Direction - Could you transcribe every record below exactly as written, leaving out any pictures?

■ ■ ■ ■ ■ ■ ■

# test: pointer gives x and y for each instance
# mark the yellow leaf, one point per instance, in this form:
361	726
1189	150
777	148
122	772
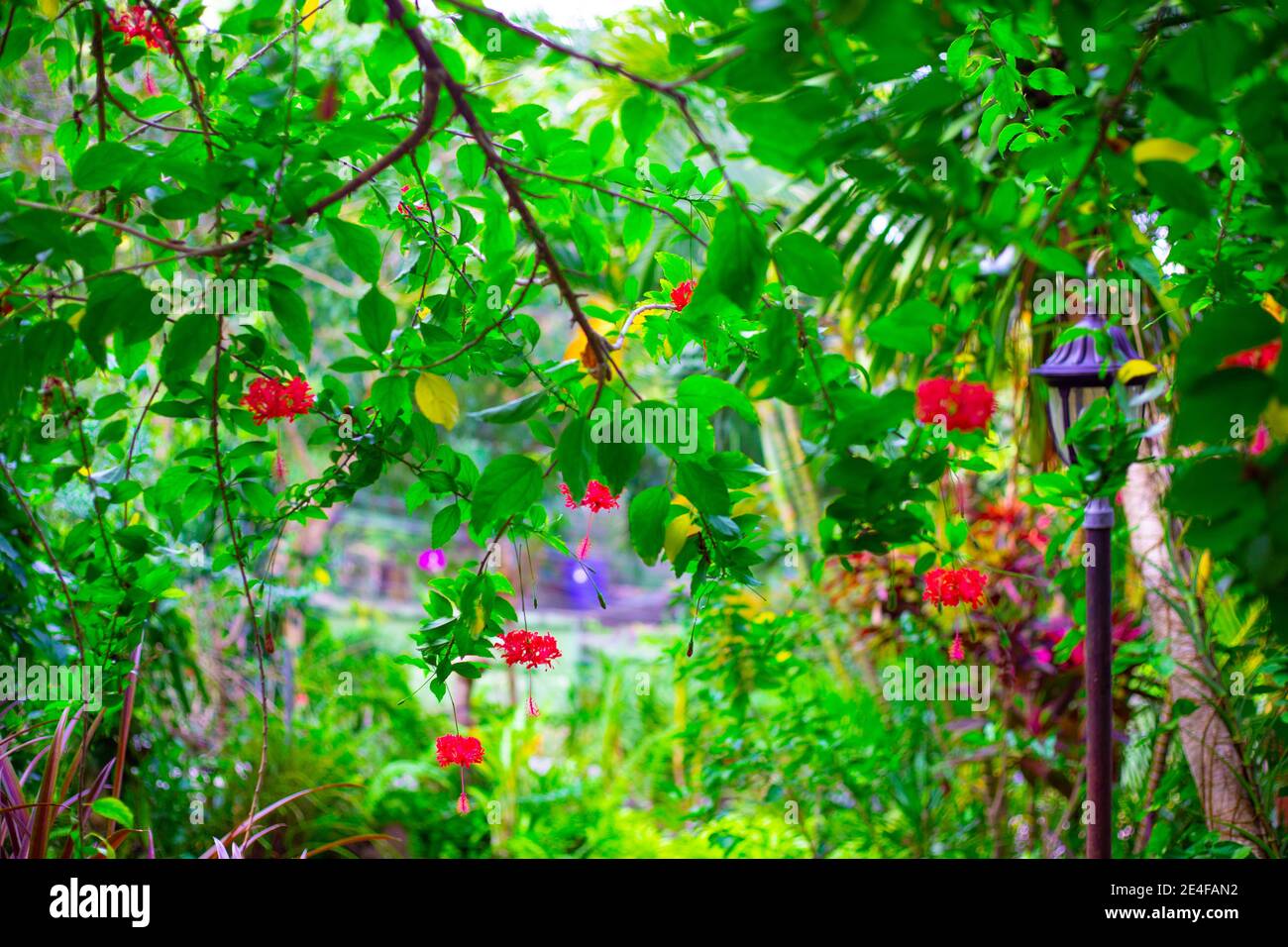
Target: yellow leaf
308	14
1162	150
1271	305
579	343
437	401
1134	368
1276	420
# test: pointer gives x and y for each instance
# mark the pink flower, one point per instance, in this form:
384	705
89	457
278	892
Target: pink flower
455	750
269	398
1261	357
964	405
597	499
683	294
1260	441
528	648
432	561
954	586
956	652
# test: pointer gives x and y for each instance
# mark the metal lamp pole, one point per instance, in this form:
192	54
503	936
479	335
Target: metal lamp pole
1076	372
1098	648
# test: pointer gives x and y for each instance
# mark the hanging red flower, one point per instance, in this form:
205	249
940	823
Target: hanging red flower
528	648
596	499
1261	359
406	210
683	294
962	405
136	22
599	497
455	750
269	398
954	586
532	651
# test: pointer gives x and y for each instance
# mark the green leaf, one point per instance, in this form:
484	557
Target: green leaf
909	329
647	515
191	338
703	487
574	455
511	411
359	248
806	264
640	119
507	486
446	523
114	809
707	394
735	262
104	165
376	320
1179	187
292	316
1051	80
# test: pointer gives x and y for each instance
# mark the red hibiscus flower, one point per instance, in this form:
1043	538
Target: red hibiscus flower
597	499
682	294
529	648
269	398
962	405
532	651
455	750
1261	359
136	22
953	586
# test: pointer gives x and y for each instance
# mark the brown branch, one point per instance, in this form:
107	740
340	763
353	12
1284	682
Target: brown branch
241	569
601	189
433	65
160	20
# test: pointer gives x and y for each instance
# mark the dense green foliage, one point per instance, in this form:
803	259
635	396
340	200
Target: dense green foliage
465	235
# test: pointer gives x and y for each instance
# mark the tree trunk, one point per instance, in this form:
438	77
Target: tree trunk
1210	746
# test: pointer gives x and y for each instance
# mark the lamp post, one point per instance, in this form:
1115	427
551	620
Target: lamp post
1077	375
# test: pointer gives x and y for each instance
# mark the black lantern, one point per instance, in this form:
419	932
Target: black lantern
1077	373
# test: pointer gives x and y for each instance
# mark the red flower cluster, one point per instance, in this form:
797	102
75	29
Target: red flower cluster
529	648
956	652
459	751
954	586
138	24
1261	359
597	497
274	398
407	210
964	405
682	294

■ ■ ■ ■ ■ ■ ■

Exercise response -
# test: pointer gives x and y for each instance
# mark the yellow leaf, one point per instance, in this form:
361	726
1189	150
777	148
122	772
Target: yellow leaf
308	14
1162	150
1271	305
579	343
437	401
1134	368
1276	420
# test: pointer gives x and y for each instance
# mark the pink flower, one point per instance, in this form:
384	705
89	457
278	892
Target: pink flower
455	750
269	398
1261	357
964	405
597	499
683	294
1260	441
528	648
432	561
954	586
956	652
# test: pointer gives x and y for each instance
# mark the metal lamp pole, one point per instance, in this form:
192	54
503	936
479	335
Target: metal lamp pole
1076	372
1098	648
# test: pointer gives x and y for each instance
# mark the hanging red flower, one point per instance, in this form:
205	249
940	823
Target: hanging red flower
528	648
596	499
1261	359
406	210
683	294
962	405
136	22
599	497
455	750
269	398
954	586
532	651
# test: pointer gives x and y for each instance
# mark the green leaf, one point per instance, in this form:
484	557
Target: green leaf
909	329
647	515
191	338
703	487
574	455
511	411
359	248
806	264
640	119
507	486
446	523
114	809
707	394
735	262
104	165
376	320
1179	187
292	316
1051	80
# test: pointer gives x and y for each instance
# mark the red hibiscus flower, one point per instance, in this form:
1043	538
Target: red hibiscus flower
597	499
682	294
529	648
269	398
962	405
532	651
455	750
1261	359
136	22
953	586
# test: pointer gives x and y for each instance
# mark the brown branch, one point per instance, in this form:
107	740
340	763
353	12
1284	682
Target: brown branch
241	569
601	189
433	65
160	20
# test: pointer gives x and y for each instance
# mark the dense green foliage, one point per instance, in this form:
803	259
635	396
340	200
Target: dense green foliage
465	235
# test: pointer gives x and y for each instance
# mark the tree trunk, one point per instance, in this form:
438	77
Target: tree trunk
1210	746
# test: pointer gives x and y for each instance
# mark the lamp post, one point per instance, in this form:
1115	427
551	620
Target: lamp post
1077	375
# test: pointer gives x and y for each instance
# mark the black lantern, one point per instance, in this form:
419	932
Target: black lantern
1077	373
# test: pointer gives x and y for each instance
# mark the red flower cluster, one point per instance, in this form:
797	102
75	29
Target: red flower cluster
529	648
956	652
459	751
954	586
138	24
1261	359
597	497
274	398
407	210
964	405
682	294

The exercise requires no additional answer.